EXERCISE ::
Repeat word for word the lines starting with the line that contains "Each instance of the arc" and ending with the line that contains "[(324, 63)]", both included.

THE RECORDS ::
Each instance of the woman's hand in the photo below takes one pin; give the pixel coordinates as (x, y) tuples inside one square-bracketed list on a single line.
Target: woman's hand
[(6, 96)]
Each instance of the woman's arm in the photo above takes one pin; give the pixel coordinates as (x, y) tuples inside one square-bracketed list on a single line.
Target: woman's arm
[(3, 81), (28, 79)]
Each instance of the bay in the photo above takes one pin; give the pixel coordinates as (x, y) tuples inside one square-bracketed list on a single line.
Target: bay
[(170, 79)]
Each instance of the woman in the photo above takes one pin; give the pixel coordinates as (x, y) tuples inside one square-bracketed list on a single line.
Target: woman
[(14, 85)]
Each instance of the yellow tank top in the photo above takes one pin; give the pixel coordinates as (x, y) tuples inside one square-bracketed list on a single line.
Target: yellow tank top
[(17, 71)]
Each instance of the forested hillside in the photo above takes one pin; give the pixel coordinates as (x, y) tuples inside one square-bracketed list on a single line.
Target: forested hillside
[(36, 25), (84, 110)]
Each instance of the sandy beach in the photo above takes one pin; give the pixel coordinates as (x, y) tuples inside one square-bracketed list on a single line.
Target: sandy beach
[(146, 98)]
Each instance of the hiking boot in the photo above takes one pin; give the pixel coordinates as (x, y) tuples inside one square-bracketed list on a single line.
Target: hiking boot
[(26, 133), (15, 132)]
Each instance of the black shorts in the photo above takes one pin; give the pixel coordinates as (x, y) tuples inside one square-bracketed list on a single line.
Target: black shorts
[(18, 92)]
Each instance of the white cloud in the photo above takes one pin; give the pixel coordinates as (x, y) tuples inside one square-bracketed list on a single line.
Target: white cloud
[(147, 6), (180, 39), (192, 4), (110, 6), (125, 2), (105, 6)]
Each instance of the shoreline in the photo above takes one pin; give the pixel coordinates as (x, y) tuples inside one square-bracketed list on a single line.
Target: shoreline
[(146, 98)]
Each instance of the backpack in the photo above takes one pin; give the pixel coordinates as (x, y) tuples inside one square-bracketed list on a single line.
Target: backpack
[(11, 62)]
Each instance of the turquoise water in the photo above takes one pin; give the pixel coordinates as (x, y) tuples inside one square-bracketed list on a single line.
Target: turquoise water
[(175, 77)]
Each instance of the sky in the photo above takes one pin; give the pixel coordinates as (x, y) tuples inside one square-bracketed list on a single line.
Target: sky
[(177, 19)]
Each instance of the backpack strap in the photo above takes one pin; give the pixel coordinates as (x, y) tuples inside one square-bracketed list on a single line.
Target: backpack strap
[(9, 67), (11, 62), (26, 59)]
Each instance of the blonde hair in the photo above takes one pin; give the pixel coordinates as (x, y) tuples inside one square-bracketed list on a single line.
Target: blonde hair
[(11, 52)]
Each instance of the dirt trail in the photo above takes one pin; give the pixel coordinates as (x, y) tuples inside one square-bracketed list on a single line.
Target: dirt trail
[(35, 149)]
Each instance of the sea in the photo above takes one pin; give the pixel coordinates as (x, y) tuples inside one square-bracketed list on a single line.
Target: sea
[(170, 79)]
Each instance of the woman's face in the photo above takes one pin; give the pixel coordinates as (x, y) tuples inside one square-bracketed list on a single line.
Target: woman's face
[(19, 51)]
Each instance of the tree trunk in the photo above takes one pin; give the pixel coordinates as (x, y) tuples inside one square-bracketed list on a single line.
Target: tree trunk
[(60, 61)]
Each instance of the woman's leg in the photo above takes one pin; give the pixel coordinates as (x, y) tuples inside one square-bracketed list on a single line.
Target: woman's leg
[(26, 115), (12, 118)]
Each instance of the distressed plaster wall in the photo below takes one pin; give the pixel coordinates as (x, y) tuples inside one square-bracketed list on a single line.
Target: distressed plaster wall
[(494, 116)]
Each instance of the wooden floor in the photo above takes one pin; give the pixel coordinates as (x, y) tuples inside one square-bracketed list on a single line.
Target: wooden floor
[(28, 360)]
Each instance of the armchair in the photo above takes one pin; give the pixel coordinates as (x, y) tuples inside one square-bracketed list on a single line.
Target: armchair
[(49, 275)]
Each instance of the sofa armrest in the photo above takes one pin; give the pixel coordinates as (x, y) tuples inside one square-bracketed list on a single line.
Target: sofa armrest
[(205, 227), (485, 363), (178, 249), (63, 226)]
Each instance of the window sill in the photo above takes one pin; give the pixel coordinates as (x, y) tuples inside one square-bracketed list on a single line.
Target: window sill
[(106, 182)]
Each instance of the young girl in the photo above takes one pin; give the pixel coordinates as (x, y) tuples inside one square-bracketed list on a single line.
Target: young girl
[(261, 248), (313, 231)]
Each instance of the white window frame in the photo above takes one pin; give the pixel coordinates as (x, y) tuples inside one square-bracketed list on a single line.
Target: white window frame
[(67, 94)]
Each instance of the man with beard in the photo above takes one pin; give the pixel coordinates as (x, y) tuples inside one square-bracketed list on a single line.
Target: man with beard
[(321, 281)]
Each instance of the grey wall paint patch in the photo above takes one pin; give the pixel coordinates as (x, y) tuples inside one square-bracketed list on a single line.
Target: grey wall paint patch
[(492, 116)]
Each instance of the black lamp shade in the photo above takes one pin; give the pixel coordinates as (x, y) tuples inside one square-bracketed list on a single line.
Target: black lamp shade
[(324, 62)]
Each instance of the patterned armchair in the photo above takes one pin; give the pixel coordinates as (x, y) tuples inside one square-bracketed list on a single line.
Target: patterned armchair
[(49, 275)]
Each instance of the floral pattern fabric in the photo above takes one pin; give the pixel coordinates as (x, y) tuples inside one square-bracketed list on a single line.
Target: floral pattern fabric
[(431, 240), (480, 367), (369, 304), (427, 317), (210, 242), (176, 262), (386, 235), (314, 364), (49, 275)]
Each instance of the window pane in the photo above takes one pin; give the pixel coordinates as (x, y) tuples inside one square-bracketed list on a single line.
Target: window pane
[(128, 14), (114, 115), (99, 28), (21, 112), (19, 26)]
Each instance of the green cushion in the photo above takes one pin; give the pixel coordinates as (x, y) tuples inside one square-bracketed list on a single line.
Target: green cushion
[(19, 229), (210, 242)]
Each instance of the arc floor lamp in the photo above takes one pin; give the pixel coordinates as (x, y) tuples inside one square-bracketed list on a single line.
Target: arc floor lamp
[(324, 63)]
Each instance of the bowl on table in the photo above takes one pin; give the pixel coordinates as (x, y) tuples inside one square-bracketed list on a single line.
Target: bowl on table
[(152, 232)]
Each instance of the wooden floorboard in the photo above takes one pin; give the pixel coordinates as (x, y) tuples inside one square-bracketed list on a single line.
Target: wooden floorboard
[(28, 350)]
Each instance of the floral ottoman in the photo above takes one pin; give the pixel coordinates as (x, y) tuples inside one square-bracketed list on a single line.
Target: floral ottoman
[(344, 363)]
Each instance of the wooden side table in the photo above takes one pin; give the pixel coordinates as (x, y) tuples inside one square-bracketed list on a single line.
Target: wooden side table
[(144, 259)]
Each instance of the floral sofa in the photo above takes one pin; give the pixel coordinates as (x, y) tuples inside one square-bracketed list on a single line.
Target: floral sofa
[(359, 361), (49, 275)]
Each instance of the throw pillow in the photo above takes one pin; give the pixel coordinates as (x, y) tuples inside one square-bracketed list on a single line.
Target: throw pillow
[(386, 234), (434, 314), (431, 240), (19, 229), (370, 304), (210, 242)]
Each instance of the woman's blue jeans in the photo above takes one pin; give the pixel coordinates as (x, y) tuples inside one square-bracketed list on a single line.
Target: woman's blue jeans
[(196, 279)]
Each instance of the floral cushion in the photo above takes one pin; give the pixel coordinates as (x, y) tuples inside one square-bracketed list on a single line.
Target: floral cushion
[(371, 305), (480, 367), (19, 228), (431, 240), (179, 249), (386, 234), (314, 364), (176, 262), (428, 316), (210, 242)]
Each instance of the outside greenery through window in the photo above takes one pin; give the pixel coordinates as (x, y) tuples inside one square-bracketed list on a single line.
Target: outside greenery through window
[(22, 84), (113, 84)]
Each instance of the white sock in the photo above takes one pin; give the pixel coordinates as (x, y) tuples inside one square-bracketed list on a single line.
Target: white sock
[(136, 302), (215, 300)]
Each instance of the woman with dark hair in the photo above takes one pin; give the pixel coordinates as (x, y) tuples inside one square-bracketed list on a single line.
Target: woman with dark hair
---
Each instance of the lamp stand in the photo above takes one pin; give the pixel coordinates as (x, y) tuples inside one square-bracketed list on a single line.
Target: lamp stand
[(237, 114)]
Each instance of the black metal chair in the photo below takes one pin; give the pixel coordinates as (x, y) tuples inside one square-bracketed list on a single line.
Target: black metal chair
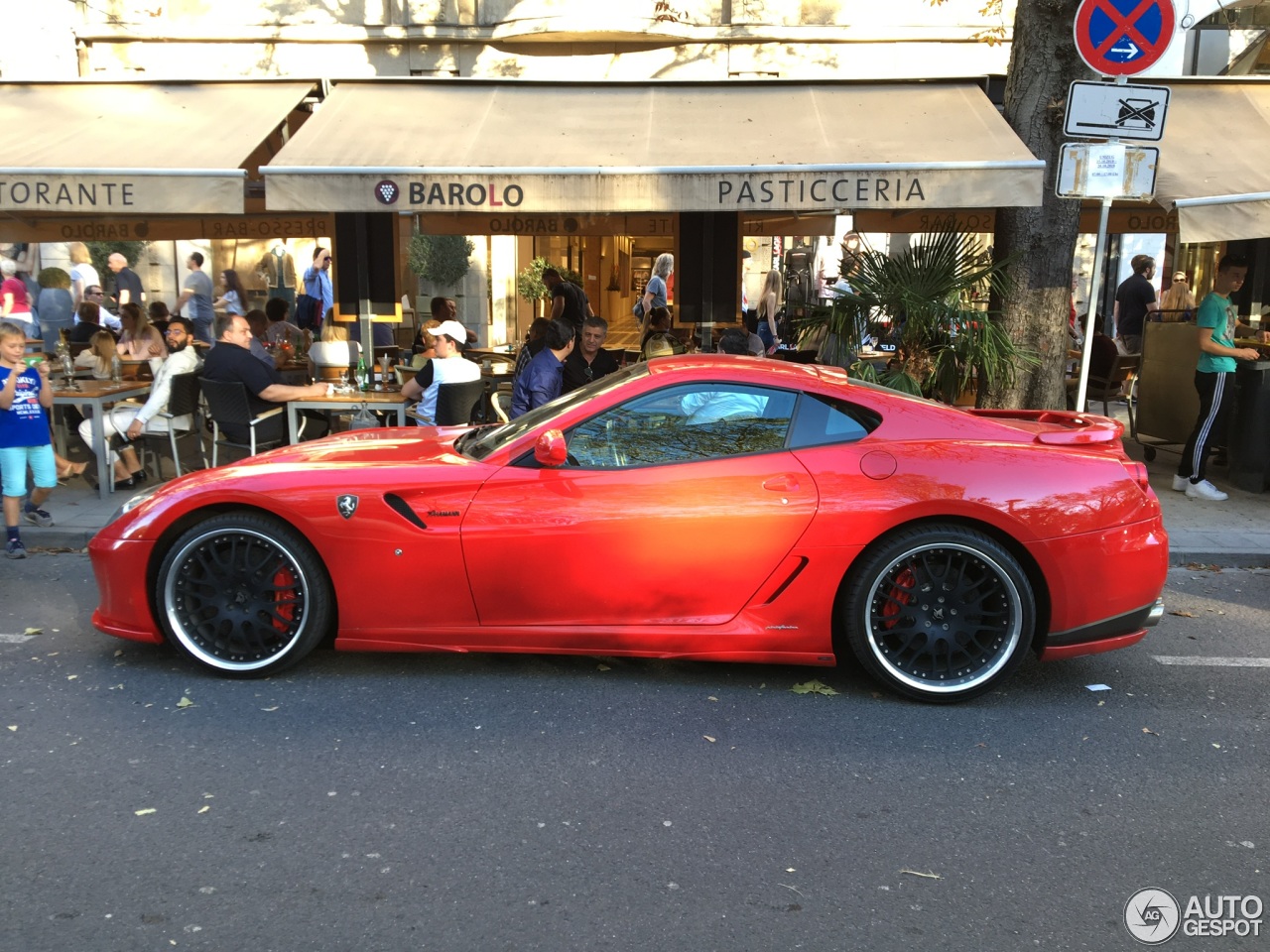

ANSWER FOR THIS EXERCISE ::
Each instance of the arc floor lamp in the photo above takes one pin; give the pixel coordinates as (x, y) tuples inside one square-bracketed list on a single line.
Target: arc floor lamp
[(324, 63)]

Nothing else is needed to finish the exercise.